### SOURCE INFORMATION
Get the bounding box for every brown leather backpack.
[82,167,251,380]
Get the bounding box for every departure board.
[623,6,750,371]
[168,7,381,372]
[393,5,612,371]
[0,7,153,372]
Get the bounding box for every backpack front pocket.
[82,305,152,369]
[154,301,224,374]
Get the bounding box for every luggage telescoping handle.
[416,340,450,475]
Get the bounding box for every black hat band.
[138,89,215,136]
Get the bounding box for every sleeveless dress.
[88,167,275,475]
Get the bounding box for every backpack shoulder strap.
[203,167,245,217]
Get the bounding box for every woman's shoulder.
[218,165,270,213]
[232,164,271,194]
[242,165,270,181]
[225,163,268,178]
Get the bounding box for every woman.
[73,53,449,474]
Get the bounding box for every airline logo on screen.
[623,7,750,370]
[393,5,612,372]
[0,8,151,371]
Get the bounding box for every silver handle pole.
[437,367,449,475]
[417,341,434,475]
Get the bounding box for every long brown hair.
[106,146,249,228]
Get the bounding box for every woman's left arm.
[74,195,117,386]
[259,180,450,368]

### WHAT YOU WILL DO
Exact copies of all the records are required.

### WRITTEN ANSWER
Get the bounding box for every brown leather backpack.
[82,167,251,380]
Get the bounding box for every departure board.
[623,6,750,371]
[168,7,381,372]
[393,5,612,371]
[0,7,153,372]
Get the bounding box for every backpack front pocket.
[82,305,152,369]
[154,301,224,374]
Get the bounding box for every luggage telescoping handle.
[416,340,450,475]
Get the bounding box for every black hat band.
[138,89,215,136]
Get the bounding box for every sleeveless dress.
[88,167,275,475]
Get the bounding box for every backpack shoulder strap.
[203,167,245,217]
Get the bounding box for every woman's shoulder.
[218,165,270,213]
[232,164,271,194]
[242,165,270,181]
[225,163,268,178]
Get the bounding box for every woman.
[73,53,449,474]
Get the bounding box for every airline logo on screen.
[623,7,750,370]
[393,5,612,372]
[0,8,151,371]
Get the bounding box for every silver handle pole.
[437,367,449,475]
[417,341,434,475]
Get the bounding box for every long brown hair.
[106,146,249,228]
Get the bounding box for every woman's left arm.
[74,195,117,386]
[259,180,450,368]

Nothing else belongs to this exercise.